--- What to do ---
Copy out the records word for word, from the line containing "chicken, I would be thankful." through the end of the records, and give nothing else.
** BEGIN Given records **
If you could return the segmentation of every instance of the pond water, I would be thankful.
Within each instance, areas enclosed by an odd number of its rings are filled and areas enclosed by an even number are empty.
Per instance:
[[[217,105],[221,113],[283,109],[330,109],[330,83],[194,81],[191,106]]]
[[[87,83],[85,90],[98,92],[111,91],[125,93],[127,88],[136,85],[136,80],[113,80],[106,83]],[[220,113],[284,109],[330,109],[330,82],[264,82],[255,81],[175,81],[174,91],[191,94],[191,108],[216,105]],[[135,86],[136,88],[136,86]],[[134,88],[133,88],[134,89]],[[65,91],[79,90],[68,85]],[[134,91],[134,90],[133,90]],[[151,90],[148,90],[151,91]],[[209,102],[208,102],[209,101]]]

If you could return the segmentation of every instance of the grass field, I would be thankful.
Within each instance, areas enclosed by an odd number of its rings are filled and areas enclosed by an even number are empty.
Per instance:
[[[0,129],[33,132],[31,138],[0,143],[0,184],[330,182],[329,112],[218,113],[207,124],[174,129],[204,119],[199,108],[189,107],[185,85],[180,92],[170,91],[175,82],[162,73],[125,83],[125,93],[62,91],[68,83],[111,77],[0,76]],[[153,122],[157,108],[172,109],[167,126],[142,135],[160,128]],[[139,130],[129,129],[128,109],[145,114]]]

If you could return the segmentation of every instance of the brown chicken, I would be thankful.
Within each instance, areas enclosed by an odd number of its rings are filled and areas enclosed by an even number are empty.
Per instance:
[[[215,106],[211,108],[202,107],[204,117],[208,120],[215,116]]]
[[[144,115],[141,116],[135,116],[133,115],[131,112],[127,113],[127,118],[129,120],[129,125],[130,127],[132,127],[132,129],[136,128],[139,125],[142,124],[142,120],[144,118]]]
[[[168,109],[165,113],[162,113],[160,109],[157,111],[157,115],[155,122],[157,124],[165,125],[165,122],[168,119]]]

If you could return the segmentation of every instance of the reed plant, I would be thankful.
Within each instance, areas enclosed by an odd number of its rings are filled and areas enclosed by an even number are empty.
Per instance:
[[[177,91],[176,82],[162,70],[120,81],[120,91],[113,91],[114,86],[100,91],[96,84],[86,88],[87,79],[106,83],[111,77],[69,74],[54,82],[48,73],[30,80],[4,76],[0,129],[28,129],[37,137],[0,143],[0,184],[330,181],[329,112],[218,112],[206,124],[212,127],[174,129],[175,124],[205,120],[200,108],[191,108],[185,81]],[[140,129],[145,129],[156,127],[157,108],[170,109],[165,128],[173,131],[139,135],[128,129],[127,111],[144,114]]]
** END Given records **
--- In response ---
If you could return the segmentation of every instance of the brown chicken, I would be thankful.
Within each instance, areas enclosed by an odd number of its rings are filled and areas enclosed by an even number are empty.
Per instance:
[[[215,106],[211,108],[202,107],[204,117],[208,120],[215,116]]]
[[[144,115],[141,116],[135,116],[133,115],[131,112],[127,113],[127,118],[129,120],[129,125],[130,127],[132,127],[132,129],[136,128],[139,125],[142,124],[142,120],[144,118]]]
[[[168,109],[165,113],[162,113],[160,109],[157,111],[157,115],[155,122],[157,124],[165,125],[165,122],[168,119]]]

If you could return the segmentation of every instance of the reed plant, I would be thankful.
Within each instance, areas enclosed by an odd number of its rings are filled and areas enclosed by an even number are empty.
Per instance:
[[[177,91],[176,82],[162,70],[120,81],[120,91],[113,91],[114,86],[100,91],[96,84],[86,88],[87,79],[106,83],[111,77],[69,74],[54,82],[48,73],[30,80],[4,76],[0,129],[28,129],[37,137],[0,143],[0,184],[330,181],[329,112],[218,112],[206,124],[212,127],[174,129],[175,124],[205,120],[200,108],[191,108],[185,81]],[[140,129],[145,129],[156,127],[157,108],[170,109],[165,128],[173,131],[139,135],[128,129],[127,111],[144,114]]]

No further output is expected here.